• YOUR GOAL: Write out each line of the records that has "array" in it.

• EXTRACTED MATERIAL:

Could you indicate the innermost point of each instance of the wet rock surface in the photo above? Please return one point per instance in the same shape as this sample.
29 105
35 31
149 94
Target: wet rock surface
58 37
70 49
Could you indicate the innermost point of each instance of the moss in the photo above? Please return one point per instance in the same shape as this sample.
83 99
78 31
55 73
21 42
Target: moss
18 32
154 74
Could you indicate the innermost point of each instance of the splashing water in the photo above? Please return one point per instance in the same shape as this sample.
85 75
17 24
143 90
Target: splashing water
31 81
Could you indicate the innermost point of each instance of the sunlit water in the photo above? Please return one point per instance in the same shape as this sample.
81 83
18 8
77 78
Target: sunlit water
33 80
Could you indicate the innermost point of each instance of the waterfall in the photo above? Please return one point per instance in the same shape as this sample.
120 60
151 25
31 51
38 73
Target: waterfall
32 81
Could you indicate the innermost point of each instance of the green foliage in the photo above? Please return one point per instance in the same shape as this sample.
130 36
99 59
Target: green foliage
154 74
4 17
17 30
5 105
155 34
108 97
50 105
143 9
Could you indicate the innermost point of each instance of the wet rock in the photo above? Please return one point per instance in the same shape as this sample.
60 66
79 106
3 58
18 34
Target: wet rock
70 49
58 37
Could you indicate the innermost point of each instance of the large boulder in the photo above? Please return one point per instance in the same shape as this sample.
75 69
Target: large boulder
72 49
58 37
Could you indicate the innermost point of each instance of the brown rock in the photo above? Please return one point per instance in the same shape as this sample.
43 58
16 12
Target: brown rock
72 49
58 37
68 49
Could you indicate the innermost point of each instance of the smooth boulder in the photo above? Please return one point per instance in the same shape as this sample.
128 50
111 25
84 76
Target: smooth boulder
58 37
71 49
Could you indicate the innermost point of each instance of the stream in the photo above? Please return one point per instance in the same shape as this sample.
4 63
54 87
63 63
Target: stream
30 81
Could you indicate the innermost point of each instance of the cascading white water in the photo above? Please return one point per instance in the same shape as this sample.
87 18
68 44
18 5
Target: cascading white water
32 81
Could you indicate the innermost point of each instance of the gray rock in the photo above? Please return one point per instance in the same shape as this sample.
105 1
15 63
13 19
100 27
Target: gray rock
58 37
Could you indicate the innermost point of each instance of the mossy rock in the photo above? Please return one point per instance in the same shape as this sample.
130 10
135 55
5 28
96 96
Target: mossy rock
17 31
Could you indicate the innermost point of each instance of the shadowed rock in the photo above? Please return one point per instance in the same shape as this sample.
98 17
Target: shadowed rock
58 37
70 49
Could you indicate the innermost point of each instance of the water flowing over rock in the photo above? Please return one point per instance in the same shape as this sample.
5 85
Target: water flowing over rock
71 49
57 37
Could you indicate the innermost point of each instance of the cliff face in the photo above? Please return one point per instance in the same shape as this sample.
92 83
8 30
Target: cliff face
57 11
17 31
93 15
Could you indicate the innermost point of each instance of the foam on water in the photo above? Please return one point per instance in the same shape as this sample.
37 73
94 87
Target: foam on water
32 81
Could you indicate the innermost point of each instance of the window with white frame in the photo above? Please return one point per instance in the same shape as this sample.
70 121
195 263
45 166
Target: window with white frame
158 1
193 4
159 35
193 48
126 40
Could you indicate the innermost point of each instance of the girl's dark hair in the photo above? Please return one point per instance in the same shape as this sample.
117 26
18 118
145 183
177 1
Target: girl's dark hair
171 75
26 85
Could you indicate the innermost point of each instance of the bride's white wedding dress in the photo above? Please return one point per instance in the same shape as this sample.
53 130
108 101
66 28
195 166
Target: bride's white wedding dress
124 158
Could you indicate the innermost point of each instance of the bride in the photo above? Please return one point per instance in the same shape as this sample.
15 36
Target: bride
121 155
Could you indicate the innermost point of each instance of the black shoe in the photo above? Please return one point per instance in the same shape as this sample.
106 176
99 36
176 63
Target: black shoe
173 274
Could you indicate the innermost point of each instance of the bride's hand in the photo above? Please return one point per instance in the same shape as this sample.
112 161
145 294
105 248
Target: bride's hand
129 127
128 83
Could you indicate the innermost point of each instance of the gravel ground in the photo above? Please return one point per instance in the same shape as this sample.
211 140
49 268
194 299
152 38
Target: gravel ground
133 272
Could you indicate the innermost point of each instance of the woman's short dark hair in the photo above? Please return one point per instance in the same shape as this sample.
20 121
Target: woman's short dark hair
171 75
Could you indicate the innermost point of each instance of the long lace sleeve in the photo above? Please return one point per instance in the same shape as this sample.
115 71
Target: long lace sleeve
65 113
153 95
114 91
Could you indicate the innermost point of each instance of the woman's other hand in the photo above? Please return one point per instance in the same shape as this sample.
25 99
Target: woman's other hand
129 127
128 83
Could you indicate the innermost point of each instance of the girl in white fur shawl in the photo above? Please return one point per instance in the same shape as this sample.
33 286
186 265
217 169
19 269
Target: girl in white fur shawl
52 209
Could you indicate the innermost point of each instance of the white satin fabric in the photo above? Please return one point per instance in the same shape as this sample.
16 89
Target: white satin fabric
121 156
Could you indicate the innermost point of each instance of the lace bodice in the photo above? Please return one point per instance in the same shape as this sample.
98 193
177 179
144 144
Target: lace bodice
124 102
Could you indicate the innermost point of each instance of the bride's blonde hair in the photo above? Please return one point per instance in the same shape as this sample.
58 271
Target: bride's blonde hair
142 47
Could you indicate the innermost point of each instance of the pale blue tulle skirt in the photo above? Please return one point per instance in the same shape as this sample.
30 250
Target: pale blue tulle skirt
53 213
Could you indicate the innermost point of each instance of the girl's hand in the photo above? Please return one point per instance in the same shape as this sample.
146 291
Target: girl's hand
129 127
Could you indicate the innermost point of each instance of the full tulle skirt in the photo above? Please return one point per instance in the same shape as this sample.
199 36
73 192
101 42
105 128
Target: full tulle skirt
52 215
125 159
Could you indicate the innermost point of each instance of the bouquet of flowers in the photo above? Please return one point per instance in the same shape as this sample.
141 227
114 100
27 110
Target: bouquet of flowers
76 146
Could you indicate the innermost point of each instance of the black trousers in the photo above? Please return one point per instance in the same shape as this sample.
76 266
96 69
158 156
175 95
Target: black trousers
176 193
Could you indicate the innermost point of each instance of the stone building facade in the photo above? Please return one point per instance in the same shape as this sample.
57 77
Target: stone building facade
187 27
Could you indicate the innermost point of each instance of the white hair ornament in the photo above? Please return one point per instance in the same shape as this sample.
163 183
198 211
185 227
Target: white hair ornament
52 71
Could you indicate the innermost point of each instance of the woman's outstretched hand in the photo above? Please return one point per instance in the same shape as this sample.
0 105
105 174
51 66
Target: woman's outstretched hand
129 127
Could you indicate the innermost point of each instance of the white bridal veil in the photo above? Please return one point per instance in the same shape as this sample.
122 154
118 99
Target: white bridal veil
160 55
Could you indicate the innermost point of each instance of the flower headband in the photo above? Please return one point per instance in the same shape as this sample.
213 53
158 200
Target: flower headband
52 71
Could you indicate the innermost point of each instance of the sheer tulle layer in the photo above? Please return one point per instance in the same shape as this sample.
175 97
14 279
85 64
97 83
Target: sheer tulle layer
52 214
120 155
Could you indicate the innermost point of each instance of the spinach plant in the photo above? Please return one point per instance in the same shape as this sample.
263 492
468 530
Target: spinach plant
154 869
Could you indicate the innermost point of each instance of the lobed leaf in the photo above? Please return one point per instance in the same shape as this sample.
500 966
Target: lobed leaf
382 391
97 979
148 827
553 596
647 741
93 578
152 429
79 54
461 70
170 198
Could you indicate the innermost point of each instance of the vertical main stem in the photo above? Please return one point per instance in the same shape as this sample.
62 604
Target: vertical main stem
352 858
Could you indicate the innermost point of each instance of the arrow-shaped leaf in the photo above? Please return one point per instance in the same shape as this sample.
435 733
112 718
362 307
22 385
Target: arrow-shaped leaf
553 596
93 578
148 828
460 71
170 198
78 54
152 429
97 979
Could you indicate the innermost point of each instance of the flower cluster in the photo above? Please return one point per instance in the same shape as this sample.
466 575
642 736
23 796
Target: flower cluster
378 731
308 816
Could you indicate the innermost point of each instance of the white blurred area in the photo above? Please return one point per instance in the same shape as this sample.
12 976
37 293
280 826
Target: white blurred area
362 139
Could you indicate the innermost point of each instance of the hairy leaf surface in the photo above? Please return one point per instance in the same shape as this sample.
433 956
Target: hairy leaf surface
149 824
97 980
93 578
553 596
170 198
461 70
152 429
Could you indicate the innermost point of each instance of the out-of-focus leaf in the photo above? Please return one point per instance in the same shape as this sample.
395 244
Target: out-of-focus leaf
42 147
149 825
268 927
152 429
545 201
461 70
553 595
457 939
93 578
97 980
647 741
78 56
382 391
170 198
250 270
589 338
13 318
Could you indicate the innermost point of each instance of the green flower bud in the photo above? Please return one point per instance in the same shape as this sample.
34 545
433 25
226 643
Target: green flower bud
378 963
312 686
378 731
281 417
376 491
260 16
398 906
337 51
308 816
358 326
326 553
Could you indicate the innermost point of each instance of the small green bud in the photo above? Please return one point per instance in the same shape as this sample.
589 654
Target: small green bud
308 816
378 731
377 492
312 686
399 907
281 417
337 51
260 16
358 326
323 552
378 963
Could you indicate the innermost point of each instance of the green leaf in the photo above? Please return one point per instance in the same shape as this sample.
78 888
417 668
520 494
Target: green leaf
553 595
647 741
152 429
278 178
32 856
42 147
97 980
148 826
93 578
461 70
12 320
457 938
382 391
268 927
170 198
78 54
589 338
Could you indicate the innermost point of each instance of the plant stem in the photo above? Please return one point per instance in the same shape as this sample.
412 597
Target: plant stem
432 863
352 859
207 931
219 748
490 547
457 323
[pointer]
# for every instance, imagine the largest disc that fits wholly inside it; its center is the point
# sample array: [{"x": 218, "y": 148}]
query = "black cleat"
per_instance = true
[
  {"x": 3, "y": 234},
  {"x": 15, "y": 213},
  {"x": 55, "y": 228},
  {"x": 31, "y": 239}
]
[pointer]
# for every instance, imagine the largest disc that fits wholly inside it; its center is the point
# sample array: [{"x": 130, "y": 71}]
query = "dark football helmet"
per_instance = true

• WRITTEN RESPONSE:
# sample array: [{"x": 218, "y": 148}]
# sample array: [{"x": 130, "y": 71}]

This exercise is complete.